§ **Material for the task**
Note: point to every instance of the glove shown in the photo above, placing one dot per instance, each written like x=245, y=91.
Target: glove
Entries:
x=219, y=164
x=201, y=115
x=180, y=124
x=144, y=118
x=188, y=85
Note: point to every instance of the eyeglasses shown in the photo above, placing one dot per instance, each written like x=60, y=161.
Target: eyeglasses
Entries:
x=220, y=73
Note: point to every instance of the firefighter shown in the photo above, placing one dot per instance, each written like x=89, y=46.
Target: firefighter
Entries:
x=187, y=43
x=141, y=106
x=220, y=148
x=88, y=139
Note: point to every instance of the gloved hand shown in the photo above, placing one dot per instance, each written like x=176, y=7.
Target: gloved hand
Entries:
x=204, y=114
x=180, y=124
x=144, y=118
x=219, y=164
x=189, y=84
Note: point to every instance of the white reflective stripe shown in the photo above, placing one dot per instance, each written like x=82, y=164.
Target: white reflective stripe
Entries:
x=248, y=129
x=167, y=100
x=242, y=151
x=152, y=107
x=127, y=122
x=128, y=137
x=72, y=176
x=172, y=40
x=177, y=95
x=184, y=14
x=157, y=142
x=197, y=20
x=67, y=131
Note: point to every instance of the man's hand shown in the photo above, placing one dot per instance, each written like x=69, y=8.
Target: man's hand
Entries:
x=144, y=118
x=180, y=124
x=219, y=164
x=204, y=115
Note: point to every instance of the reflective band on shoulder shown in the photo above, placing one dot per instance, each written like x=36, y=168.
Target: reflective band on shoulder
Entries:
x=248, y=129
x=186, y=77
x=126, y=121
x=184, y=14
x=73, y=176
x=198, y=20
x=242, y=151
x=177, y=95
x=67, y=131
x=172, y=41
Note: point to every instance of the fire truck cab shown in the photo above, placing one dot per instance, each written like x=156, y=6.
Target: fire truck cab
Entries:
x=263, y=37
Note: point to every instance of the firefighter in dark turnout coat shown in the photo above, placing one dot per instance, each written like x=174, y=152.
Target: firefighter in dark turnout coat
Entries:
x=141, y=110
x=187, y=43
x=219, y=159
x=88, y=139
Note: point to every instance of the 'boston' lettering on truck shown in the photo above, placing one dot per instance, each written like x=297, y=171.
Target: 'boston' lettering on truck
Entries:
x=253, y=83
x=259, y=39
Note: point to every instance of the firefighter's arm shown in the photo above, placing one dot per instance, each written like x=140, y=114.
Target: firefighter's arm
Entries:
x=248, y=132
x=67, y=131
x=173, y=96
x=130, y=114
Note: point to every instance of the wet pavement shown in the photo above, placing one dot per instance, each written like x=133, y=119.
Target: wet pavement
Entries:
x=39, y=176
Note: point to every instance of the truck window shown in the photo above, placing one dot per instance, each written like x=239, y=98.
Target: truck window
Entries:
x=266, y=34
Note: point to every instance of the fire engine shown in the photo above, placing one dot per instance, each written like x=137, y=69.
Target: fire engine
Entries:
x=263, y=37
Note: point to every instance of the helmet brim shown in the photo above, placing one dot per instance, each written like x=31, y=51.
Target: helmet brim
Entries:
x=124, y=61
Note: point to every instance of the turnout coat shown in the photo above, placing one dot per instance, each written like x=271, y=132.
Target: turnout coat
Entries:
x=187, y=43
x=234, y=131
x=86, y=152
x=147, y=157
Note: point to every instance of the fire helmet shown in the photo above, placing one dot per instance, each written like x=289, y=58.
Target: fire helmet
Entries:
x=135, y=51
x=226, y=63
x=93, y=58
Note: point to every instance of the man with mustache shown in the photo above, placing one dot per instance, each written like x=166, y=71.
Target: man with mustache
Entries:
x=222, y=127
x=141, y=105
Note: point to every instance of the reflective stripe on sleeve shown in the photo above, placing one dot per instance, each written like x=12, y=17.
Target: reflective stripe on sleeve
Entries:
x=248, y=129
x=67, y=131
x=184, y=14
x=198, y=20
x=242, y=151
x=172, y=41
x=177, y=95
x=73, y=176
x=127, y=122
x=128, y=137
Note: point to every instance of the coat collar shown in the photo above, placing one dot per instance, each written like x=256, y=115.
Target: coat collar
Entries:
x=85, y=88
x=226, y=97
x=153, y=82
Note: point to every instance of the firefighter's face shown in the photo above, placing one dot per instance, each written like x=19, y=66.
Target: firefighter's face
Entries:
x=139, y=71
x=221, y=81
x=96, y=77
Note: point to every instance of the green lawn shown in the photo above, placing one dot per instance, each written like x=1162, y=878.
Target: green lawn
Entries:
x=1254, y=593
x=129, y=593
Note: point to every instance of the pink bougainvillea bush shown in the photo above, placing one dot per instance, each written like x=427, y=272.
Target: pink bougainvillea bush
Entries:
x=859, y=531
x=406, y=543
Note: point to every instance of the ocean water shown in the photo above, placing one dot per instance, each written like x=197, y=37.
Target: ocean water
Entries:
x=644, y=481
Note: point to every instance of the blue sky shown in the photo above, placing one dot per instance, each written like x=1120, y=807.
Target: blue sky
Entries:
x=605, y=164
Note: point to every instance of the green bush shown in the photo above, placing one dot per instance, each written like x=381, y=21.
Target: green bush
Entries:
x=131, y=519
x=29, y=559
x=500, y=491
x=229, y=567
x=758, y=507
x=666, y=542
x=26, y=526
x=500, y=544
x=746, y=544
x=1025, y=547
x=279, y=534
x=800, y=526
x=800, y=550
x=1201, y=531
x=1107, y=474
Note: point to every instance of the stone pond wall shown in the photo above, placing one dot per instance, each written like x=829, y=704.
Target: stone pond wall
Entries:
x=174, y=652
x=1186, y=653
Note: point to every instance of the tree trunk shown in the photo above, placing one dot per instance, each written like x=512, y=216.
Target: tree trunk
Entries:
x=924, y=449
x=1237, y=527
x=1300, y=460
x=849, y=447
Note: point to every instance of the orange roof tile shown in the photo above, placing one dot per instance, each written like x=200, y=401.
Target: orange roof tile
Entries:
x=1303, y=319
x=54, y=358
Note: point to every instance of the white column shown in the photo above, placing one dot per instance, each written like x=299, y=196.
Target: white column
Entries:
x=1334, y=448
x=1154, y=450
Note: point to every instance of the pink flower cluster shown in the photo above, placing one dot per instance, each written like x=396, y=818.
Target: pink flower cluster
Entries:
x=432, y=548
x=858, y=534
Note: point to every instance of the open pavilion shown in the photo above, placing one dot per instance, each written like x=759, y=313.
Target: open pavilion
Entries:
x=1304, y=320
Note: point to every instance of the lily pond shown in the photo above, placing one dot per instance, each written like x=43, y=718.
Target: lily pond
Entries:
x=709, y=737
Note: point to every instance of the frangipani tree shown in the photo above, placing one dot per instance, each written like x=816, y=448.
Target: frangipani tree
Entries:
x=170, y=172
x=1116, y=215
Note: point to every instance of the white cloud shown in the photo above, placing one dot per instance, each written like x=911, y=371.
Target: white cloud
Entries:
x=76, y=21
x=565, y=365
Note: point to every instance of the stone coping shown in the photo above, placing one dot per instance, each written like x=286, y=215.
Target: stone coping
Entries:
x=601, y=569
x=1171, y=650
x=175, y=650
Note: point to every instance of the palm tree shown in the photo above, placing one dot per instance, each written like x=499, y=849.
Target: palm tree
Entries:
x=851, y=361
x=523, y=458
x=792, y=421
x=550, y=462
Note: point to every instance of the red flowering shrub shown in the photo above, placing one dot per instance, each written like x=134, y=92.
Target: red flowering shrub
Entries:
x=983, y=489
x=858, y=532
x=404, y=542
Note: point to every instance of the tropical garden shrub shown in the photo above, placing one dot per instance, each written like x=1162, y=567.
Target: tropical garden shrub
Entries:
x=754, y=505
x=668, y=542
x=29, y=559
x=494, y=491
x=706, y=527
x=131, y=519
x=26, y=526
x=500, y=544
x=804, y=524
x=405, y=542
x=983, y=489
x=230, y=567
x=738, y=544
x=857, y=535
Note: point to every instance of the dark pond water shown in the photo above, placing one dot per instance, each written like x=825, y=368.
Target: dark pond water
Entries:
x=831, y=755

§ **The task**
Would you retype exactly the lines above, from the line with "Target: 'boston' lettering on truck" to the line with "Note: point to every instance of the reflective stripe", with both end lines kept and nothing more?

§ **Answer to this exercise**
Target: 'boston' lettering on truck
Entries:
x=253, y=83
x=259, y=39
Note: point to every instance of the firefighter's arm shown in the photo above, placing one dot per instance, each written like x=140, y=114.
Target: firefighter's arm
Entries:
x=248, y=132
x=67, y=131
x=173, y=96
x=130, y=114
Note: point to every instance of the wet pavement shown in the photo above, placing one dot per instance, each written like x=133, y=119.
Target: wet pavement
Entries:
x=39, y=176
Note: point to every instance of the truck window shown in the photo above, placing one dot per instance, each written like x=239, y=98.
Target: truck window
Entries:
x=266, y=34
Note: point to every instance of the fire engine shown in the photo above, placing one dot per instance, each written like x=137, y=69.
Target: fire engine
Entries:
x=263, y=37
Note: point to every instance of the helmet brim shown in the photo above, placing one dot per instance, each written like x=31, y=51.
Target: helmet brim
Entries:
x=124, y=61
Note: point to every instance of the turnout coat shown in the photo above, placing one dot per instance, each written like x=271, y=132.
Target: turnout coat
Entries:
x=187, y=43
x=234, y=131
x=86, y=152
x=147, y=157
Note: point to every instance of the fire helmet shown in the photo above, placing one dot per instance, each written like x=289, y=58.
Target: fire helmet
Entries:
x=135, y=51
x=226, y=63
x=93, y=58
Note: point to every instance of the man with mustache shown in the photo above, placing one dot per instance, each written like x=166, y=71.
Target: man with mustache
Entries:
x=222, y=127
x=141, y=105
Note: point to every instance of the reflective stripe on sleeve shown in the photo above, placing one dot per instance, each written like x=12, y=17.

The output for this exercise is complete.